* _WHAT IS REQUIRED_
Format the data from the line containing "antenna on ship | outline every instance" through the end as a numbered list, skipping blank lines.

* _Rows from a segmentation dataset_
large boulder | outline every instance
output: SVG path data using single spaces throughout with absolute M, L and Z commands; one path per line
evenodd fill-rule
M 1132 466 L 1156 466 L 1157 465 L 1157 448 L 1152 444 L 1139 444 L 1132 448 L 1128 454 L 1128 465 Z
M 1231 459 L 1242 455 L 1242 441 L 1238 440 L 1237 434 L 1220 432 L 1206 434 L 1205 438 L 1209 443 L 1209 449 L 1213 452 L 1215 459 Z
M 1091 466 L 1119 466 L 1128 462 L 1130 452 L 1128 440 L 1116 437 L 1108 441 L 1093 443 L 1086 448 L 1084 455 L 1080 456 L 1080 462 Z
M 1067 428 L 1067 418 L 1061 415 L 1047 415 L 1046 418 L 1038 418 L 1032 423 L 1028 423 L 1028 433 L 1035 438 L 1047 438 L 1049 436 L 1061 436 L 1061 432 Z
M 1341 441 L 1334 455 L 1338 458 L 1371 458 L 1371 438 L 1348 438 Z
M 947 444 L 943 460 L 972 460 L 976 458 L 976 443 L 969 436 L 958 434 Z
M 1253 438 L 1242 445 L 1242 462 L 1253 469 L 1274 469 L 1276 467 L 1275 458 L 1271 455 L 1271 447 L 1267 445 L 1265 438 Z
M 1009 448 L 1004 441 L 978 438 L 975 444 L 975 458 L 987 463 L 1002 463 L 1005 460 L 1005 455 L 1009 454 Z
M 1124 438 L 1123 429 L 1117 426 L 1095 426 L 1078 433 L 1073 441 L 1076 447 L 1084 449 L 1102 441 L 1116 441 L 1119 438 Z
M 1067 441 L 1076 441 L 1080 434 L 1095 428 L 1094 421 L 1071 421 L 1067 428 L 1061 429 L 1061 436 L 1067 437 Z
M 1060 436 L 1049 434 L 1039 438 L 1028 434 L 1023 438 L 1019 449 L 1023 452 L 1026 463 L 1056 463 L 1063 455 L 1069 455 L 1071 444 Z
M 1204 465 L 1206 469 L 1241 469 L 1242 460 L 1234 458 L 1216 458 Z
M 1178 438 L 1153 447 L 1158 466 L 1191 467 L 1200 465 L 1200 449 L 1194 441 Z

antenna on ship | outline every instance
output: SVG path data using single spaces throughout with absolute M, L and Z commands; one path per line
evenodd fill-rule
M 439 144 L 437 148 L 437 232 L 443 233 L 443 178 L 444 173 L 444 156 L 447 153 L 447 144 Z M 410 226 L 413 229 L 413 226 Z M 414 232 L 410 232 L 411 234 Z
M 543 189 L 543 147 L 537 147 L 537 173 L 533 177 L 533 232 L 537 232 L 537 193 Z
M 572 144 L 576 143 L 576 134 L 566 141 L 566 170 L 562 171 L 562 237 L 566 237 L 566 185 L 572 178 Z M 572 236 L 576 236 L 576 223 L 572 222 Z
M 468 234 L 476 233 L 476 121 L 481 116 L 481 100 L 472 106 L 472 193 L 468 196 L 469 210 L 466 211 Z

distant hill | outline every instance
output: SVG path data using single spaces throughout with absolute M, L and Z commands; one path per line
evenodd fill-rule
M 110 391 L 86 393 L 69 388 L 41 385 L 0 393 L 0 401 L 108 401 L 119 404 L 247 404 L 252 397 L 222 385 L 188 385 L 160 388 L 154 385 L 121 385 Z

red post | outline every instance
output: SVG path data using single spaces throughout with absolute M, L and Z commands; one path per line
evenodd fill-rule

* _EXERCISE ANSWER_
1. antenna on ship | outline every instance
2. output: SVG path data using single spaces throughout with absolute M, L and Z commands; one path per line
3. evenodd fill-rule
4. M 439 144 L 437 148 L 437 232 L 443 233 L 443 178 L 444 173 L 444 156 L 447 153 L 447 144 Z M 410 226 L 413 229 L 413 226 Z M 414 232 L 410 232 L 411 234 Z
5. M 543 189 L 543 147 L 537 147 L 537 173 L 533 177 L 533 232 L 537 232 L 537 193 Z
6. M 572 144 L 576 143 L 576 134 L 566 141 L 566 170 L 562 171 L 562 237 L 566 237 L 566 185 L 572 178 Z M 572 236 L 576 236 L 576 223 L 572 222 Z
7. M 468 234 L 476 233 L 476 121 L 481 116 L 481 100 L 472 106 L 472 193 L 468 196 L 469 210 L 466 211 Z
8. distant hill | outline every instance
9. output: SVG path data using single spaces throughout with absolute M, L and Z commands; one path per line
10. evenodd fill-rule
11. M 110 391 L 86 393 L 69 388 L 41 385 L 0 393 L 0 401 L 108 401 L 119 404 L 247 404 L 252 397 L 222 385 L 188 385 L 160 388 L 154 385 L 121 385 Z
12. red post | outline every instance
13. output: SVG path data using single spaces throughout with absolute M, L and Z commands; one path per line
14. evenodd fill-rule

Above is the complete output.